DIRECTIONS:
Shift each bounding-box coordinate in the answers up by 32, and rewrite the items with their requests from the first item through the line containing "(435, 804), (523, 900)", including that line. Leave the pictures out.

DATA EXCERPTS:
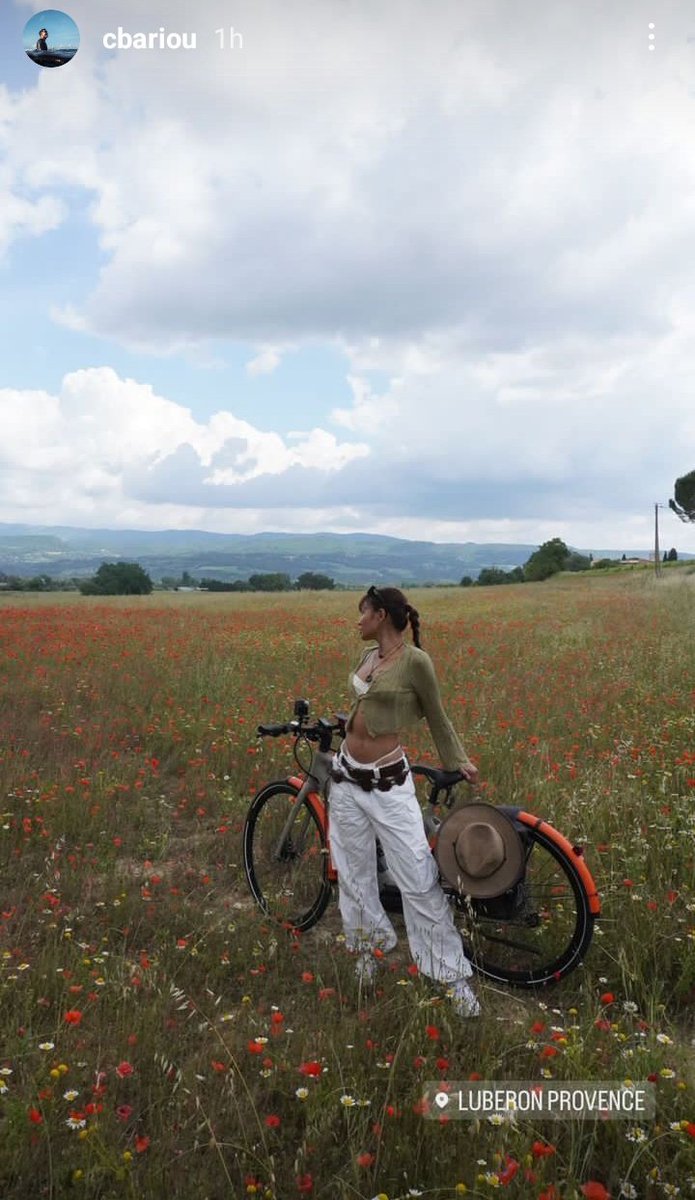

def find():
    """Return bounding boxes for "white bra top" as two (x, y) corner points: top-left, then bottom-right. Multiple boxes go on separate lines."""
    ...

(353, 674), (370, 696)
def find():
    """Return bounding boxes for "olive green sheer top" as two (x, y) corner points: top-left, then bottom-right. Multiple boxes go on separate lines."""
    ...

(347, 643), (471, 770)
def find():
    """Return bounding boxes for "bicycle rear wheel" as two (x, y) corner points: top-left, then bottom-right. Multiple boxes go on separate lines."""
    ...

(244, 780), (331, 930)
(450, 822), (594, 988)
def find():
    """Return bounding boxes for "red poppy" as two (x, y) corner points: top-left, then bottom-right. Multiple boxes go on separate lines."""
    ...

(499, 1154), (520, 1187)
(580, 1180), (611, 1200)
(299, 1062), (323, 1079)
(531, 1141), (555, 1158)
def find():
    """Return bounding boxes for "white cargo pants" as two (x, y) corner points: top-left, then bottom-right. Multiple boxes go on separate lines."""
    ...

(329, 757), (473, 985)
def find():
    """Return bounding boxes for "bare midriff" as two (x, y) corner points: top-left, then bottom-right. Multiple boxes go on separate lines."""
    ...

(344, 655), (403, 767)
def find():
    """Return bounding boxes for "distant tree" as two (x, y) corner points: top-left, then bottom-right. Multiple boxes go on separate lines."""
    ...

(296, 571), (335, 592)
(248, 571), (292, 592)
(669, 470), (695, 521)
(199, 580), (251, 592)
(24, 575), (56, 592)
(563, 550), (592, 571)
(523, 538), (570, 583)
(478, 566), (507, 588)
(79, 563), (152, 596)
(478, 566), (525, 588)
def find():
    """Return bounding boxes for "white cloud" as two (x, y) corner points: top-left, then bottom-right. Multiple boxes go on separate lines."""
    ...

(0, 367), (369, 526)
(0, 0), (695, 545)
(246, 346), (282, 376)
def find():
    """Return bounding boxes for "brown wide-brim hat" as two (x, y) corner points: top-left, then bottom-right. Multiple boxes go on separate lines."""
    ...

(435, 804), (523, 900)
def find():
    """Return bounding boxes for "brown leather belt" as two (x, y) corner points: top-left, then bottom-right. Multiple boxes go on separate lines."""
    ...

(330, 755), (411, 792)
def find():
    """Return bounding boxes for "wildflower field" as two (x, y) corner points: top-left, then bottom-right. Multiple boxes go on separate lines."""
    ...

(0, 571), (695, 1200)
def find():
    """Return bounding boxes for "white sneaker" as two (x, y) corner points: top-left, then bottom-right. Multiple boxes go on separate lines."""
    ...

(355, 950), (377, 985)
(451, 979), (480, 1016)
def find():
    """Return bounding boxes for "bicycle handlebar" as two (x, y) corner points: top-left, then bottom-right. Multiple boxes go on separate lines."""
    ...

(257, 706), (466, 804)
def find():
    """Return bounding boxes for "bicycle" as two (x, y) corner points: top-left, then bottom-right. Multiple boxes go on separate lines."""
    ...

(244, 700), (600, 988)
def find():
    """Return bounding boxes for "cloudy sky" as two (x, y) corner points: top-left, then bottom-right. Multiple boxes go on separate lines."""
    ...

(0, 0), (695, 551)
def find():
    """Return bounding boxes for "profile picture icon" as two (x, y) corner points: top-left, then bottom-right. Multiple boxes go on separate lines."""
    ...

(24, 8), (79, 67)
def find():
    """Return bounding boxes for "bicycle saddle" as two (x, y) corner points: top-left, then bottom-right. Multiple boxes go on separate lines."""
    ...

(411, 762), (463, 788)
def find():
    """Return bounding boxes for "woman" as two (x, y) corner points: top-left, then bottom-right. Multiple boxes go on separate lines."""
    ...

(330, 587), (480, 1016)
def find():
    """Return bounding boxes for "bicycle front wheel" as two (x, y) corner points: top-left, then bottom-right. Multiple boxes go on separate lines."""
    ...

(244, 780), (331, 930)
(451, 824), (594, 988)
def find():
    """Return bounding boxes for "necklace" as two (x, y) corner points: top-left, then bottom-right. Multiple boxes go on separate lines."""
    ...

(365, 641), (406, 683)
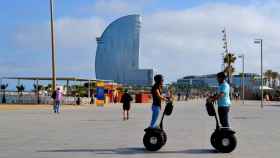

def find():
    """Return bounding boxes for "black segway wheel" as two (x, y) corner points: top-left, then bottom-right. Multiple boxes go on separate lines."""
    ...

(162, 131), (167, 145)
(216, 134), (237, 153)
(210, 132), (218, 149)
(143, 132), (165, 151)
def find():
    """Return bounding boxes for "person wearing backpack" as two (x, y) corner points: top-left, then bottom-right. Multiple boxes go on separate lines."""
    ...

(121, 89), (133, 121)
(150, 74), (168, 128)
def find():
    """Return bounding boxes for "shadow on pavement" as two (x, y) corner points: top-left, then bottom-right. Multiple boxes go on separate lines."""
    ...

(37, 148), (218, 155)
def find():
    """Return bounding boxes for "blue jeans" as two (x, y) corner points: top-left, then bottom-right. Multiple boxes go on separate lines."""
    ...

RESPONSE TO THE EXERCISE:
def find():
    """Return bounding boxes for "white bra top" as two (x, y) corner points: top-left, then bottom-right. Multiple boxes go on separate lines."""
    ...

(385, 706), (402, 728)
def find():
    """Return bounding boxes for "olive green sheer top" as two (x, y) corner points: top-left, then bottom-right. Multiple boxes go on separate lines."""
    ...

(379, 675), (503, 802)
def find():
    """Return bounding boxes for "bicycle rear wheel" as two (x, y) corner points: top-left, then bottom-right. Multiple boxes go on separate lines."""
    ...

(276, 812), (363, 962)
(482, 854), (626, 1020)
def find():
    """Return bounding boxes for "red poppy" as two (x, y) corner points: top-left, then bottom-right. Multiple boxes go on separate lines."""
    ...

(531, 1186), (552, 1219)
(612, 1212), (643, 1232)
(331, 1094), (355, 1111)
(563, 1173), (587, 1190)
def find():
    """Return bounding boxes for "white cargo pants" as two (x, y) corner points: top-left, then bottom-right. Multiple boxes go on separate lines."""
    ...

(361, 789), (505, 1017)
def find():
    """Return bounding boxes for "bare midriff" as two (x, y) corner points: top-left, then bottom-right. Multiple boxes go on separate lines."""
    ...

(376, 687), (435, 799)
def find():
    """Return bounding boxes for "distant tree" as two (x, y) corner points: top-left, then bottom-right. Multiple boxes go on separate lines."""
    ...

(328, 603), (367, 624)
(280, 603), (324, 624)
(701, 502), (727, 553)
(231, 612), (283, 624)
(56, 607), (88, 624)
(595, 582), (624, 603)
(555, 570), (602, 615)
(510, 598), (539, 620)
(111, 595), (184, 628)
(510, 598), (557, 620)
def find():
    """Return bounding boxes for "white cloud" as two (x, y) corner points: top-left, then bottom-right. Multiple boxes go on separate lines."""
    ...

(32, 399), (401, 558)
(32, 32), (727, 577)
(278, 378), (314, 408)
def find():
    """Return bounding boxes for "brown wide-brim hat" as two (x, y) corner points: top-left, then bottom-right. Multiple boxes go on separate lines."""
    ...

(467, 836), (555, 932)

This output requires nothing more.